* [WHAT TO DO]:
Reproduce the lines below exactly, starting with the line that contains "347, row 166." and continuing through the line that contains "column 355, row 63", with both of those lines included.
──────
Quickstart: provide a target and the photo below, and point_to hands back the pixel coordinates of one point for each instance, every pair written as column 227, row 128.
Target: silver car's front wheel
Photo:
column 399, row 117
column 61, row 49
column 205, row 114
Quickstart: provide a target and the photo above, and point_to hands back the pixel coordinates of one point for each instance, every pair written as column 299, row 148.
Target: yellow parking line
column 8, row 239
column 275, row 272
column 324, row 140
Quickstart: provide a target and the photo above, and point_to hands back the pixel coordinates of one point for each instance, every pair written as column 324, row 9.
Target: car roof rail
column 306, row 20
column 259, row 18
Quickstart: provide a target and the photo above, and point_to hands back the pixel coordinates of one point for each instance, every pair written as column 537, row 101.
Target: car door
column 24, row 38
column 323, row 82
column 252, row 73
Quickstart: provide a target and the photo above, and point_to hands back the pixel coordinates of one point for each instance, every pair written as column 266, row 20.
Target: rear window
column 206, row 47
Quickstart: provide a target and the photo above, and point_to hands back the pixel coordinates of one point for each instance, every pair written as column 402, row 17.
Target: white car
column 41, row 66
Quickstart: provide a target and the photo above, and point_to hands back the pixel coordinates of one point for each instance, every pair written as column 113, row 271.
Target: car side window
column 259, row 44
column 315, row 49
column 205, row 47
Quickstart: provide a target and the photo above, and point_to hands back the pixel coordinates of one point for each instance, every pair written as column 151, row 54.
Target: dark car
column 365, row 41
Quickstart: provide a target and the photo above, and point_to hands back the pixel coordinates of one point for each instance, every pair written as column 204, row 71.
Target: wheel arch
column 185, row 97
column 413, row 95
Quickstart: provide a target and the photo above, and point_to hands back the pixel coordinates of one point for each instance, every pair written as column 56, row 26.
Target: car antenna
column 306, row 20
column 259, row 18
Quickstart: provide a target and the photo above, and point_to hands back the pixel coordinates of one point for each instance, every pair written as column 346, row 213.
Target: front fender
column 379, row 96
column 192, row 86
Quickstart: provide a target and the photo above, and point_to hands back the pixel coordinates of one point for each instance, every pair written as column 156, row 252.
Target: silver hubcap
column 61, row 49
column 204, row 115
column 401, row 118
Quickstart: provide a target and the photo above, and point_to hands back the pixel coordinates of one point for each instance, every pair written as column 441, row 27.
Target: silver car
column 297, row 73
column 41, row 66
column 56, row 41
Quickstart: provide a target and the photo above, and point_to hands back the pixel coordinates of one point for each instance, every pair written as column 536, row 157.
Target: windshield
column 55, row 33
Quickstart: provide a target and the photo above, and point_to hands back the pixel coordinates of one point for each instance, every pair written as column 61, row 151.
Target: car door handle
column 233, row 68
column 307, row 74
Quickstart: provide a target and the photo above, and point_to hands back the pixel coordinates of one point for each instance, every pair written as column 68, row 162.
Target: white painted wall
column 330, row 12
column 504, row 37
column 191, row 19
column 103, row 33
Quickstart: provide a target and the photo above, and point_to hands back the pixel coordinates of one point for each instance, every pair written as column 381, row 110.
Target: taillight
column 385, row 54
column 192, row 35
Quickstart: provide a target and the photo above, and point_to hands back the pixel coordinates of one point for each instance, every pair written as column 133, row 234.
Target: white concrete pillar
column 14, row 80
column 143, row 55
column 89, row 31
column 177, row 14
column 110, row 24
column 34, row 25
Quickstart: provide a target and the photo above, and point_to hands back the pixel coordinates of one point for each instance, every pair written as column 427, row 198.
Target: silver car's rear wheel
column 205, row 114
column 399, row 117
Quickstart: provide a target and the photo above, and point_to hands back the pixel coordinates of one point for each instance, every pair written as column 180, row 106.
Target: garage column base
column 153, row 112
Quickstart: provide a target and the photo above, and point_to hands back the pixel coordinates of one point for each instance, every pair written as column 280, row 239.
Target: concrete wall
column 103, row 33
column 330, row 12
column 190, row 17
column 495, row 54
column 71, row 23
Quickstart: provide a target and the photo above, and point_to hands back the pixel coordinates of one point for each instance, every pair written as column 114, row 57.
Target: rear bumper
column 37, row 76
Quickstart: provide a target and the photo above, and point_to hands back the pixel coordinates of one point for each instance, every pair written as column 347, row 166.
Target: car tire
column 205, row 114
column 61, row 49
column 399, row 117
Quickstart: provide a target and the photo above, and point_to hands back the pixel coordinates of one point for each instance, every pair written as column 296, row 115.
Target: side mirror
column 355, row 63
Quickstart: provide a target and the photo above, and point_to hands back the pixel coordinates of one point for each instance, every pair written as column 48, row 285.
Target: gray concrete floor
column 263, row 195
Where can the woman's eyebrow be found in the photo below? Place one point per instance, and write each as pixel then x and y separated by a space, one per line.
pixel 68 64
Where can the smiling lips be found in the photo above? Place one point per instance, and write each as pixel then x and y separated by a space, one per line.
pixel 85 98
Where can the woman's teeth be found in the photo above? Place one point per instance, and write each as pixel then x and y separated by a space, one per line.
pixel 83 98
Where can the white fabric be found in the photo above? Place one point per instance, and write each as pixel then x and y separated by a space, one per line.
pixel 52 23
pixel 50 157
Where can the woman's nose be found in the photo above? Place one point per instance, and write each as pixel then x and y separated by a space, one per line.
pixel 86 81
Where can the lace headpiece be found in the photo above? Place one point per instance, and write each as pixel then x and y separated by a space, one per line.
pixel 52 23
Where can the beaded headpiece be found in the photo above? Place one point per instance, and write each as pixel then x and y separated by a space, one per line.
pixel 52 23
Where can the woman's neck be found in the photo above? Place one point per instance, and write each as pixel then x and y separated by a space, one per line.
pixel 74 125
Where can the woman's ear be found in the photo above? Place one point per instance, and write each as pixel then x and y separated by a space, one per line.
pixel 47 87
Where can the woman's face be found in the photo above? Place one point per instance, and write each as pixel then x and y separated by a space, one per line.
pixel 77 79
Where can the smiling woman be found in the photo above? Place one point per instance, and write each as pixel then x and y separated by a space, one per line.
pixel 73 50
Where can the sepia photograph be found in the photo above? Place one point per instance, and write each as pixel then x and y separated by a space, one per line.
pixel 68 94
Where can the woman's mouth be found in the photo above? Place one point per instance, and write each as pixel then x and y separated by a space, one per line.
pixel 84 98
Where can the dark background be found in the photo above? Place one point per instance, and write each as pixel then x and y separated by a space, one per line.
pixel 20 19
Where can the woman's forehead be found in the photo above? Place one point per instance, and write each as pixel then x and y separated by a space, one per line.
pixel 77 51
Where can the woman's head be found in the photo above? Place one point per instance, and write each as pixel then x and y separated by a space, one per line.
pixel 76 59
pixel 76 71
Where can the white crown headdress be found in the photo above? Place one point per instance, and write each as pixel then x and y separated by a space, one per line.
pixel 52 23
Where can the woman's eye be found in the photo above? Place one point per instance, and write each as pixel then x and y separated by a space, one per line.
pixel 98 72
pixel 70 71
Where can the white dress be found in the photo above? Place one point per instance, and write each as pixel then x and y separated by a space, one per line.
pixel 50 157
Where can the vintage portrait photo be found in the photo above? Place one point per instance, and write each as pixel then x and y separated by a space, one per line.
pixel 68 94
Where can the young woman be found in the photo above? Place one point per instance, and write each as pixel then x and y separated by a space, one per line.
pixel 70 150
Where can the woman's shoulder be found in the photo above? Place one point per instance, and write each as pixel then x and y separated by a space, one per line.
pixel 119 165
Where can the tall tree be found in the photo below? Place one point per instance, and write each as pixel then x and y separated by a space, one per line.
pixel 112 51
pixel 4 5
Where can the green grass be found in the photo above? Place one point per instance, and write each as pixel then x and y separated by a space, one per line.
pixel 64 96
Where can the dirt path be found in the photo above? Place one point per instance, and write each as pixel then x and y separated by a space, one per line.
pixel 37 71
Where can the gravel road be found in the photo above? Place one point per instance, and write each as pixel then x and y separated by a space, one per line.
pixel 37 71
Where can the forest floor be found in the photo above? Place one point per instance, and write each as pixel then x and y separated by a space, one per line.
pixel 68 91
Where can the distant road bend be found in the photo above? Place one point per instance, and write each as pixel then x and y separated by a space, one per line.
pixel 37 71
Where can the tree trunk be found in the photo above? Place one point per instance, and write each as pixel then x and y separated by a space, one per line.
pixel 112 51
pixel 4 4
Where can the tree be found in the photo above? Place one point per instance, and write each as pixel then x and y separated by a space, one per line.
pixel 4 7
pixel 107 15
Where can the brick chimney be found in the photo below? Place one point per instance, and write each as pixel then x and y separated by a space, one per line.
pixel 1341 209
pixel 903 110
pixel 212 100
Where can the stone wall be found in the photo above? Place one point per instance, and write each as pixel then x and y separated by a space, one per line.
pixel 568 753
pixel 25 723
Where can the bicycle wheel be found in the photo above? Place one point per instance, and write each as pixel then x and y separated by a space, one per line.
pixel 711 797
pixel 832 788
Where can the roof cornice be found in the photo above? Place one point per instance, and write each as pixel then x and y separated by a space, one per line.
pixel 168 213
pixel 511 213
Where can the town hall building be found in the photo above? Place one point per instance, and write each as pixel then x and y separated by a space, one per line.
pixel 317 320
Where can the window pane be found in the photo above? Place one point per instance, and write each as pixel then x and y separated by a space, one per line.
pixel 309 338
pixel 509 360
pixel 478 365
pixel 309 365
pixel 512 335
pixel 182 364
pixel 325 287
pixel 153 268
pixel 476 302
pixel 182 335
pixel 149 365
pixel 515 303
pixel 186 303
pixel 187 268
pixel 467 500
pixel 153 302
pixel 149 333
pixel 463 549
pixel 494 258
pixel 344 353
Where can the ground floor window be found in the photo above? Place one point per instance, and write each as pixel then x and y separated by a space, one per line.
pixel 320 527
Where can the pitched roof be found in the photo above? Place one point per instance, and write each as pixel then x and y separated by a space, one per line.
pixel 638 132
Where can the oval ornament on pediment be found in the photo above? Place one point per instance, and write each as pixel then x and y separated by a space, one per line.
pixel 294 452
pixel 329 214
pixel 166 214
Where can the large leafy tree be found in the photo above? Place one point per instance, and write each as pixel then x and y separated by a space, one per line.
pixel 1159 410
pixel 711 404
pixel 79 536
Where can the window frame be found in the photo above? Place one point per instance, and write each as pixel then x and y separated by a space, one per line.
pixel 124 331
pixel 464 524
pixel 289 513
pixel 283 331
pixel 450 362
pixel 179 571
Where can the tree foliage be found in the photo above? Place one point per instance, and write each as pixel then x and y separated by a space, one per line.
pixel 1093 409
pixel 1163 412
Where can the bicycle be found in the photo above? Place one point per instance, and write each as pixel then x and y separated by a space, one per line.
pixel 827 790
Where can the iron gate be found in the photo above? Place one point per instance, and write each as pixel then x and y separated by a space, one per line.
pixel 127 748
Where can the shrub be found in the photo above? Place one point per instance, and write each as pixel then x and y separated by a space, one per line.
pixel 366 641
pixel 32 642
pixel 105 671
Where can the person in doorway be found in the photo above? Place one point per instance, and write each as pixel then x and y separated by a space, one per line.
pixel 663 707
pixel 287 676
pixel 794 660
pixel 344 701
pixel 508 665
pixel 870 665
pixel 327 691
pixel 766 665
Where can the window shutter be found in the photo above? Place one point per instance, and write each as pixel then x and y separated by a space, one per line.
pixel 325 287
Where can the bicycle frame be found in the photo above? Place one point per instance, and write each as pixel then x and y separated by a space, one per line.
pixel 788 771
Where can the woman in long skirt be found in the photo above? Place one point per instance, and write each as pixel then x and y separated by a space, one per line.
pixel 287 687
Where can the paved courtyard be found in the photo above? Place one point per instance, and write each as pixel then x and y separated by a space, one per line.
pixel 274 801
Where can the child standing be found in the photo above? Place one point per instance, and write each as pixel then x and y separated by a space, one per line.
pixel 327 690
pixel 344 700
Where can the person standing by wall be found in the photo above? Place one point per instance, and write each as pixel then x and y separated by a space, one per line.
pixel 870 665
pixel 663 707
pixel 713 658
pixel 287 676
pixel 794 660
──────
* [SOLVED EXERCISE]:
Quickstart: provide a target and the photo above, and point_to hands back the pixel coordinates of one point for each instance, every pair written as column 347, row 166.
Target: car tire
column 205, row 114
column 61, row 49
column 399, row 117
Quickstart: provide a target and the photo above, and point_to hands back the pixel coordinates of one point for each instance, every pair written as column 296, row 115.
Target: side mirror
column 355, row 63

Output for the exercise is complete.